- Trecho do documento:
A História do Tempo Presente emerge das incertezas e durezas de um tempo próximo, com feridas abertas a serem tratadas. Um passado que ainda não está acabado e no qual os sujeitos históricos são um “ainda aí”. Defini-la pode causar dissensos e confusões: consiste numa concepção teórica, muitas vezes confundida com um recorte temporal. As pesquisas históricas dedicadas ao estudo de eventos temporalmente próximos ao presente de produção do historiador/a são, em algumas oportunidades, interpretadas equivocadamente, como se tal proximidade qualificasse por si só um estudo inscrito no âmbito da História do Tempo Presente.
Como concepção historiográfica, a História do Tempo Presente está relacionada à forma como lidamos com o tempo e estabelecemos relações temporais mediadas por operações próprias do mundo pós-guerra: as memórias, seus usos e abusos; os testemunhos vivos de um passado-presente; os monumentos e homenagens públicas; as mídias e as comemorações. Essa perspectiva está associada à intenção de compreender os diversos passados que, de alguma maneira, ainda se fazem presentes. Compartilhamos, assim, a perspectiva apresentada pelo historiador François Dosse, para quem a singularidade do tempo presente reside “na não contemporaneidade do contemporâneo” (DOSSE, 2012, p. 6), em um passado que ainda circula pelos labirintos das temporalidades e que segue pulsante na atualidade.

Dados de apontamento de regiões:

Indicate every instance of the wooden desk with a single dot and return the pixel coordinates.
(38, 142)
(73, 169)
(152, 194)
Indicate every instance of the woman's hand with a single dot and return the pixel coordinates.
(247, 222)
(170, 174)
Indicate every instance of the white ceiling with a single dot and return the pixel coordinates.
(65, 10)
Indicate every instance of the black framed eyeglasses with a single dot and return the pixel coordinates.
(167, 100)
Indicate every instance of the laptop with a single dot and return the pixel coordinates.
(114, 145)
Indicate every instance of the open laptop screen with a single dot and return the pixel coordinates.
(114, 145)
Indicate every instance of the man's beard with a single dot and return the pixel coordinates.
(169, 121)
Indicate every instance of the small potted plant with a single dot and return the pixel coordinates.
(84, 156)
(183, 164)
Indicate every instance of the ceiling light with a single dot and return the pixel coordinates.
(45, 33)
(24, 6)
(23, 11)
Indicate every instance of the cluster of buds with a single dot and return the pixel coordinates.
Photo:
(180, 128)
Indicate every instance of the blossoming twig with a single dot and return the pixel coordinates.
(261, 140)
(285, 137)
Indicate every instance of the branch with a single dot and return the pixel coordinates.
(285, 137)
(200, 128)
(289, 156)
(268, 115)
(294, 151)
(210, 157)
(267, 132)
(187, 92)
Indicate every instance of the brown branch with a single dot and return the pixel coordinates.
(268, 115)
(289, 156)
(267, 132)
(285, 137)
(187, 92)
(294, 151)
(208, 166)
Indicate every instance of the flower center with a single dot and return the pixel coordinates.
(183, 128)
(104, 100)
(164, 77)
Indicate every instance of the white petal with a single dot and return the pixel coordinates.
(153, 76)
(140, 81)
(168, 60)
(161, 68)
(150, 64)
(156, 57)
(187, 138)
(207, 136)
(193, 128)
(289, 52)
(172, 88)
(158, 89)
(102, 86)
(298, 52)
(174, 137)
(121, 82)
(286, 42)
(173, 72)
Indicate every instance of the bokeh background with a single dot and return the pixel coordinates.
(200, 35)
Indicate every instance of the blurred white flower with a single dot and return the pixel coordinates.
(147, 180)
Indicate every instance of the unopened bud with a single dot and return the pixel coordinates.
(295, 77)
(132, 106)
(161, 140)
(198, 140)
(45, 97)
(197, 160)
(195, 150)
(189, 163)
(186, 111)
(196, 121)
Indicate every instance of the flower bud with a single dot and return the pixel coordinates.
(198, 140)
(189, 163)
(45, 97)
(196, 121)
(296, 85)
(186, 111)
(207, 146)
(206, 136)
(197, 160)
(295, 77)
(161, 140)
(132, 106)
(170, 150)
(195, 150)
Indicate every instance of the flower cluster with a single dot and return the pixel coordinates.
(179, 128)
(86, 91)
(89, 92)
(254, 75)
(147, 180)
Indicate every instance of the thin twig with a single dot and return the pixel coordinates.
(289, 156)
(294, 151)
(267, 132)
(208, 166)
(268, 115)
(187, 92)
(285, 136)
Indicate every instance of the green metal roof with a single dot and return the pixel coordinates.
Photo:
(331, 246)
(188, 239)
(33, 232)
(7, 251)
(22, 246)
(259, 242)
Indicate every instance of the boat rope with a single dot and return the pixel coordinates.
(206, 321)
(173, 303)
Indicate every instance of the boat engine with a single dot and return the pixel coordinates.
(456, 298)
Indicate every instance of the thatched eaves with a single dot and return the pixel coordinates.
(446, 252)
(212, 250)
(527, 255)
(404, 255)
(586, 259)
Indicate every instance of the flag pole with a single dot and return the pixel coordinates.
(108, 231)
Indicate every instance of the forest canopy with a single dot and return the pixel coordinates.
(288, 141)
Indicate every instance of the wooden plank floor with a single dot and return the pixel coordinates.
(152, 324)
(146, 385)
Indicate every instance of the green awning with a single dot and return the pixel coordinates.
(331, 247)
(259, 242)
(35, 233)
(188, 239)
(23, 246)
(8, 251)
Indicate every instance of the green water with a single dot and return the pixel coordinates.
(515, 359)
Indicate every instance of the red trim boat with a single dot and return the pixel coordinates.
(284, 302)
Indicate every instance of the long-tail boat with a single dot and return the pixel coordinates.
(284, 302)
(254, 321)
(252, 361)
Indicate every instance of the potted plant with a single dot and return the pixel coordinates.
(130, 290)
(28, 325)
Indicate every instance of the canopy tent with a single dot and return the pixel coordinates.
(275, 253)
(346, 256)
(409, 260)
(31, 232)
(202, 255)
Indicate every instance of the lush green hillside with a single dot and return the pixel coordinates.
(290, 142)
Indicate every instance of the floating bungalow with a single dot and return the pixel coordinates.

- Tarefa a realizar: Prossiga o texto sobre a História do Tempo Presente a partir da última frase dele.

- Resposta da tarefa:
Este campo de estudos emergiu na década de 1970, quando a sociedade europeia passou a lidar com os traumas ainda vivos da Segunda Guerra Mundial, em que colocavam a dor no centro do debate e promoviam a necessidade de lidar com o passado que custava a passar. Nesse contexto e, ainda, numa França que havia lidado com a força da juventude há poucos anos, em 1968, foi inaugurado o Instituto de História do Tempo Presente, no qual atuaram nomes importantes do arcabouço teórico deste campo de estudos, tais como François Bédarida e Henry Rousso. Nos anos seguintes, o mundo enfrentava uma Guerra Fria e as identidades nacionais começavam a se esfacelar. As certezas de outrora passaram a ser questionadas e a instabilidade tomou seu lugar. Era preciso, pois, que a história tomasse assento na vida pública para dar sentido às fragmentações identitárias que ali se apresentavam.
Há quem afirme, pautado nos cânones da disciplina, que esse não é o papel do historiador/a. Contudo, esses profissionais frequentemente – e cada vez mais – têm sido chamados para participar do debate público sobre o passado e, também, sobre o efeito de certos passados no nosso presente. Temas sensíveis como o Holocausto, as Ditaduras Militares na América do Sul e o Apartheid na África do Sul, que geraram políticas conciliatórias diversas, são exemplos importantes das potencialidades de uma História do Tempo Presente.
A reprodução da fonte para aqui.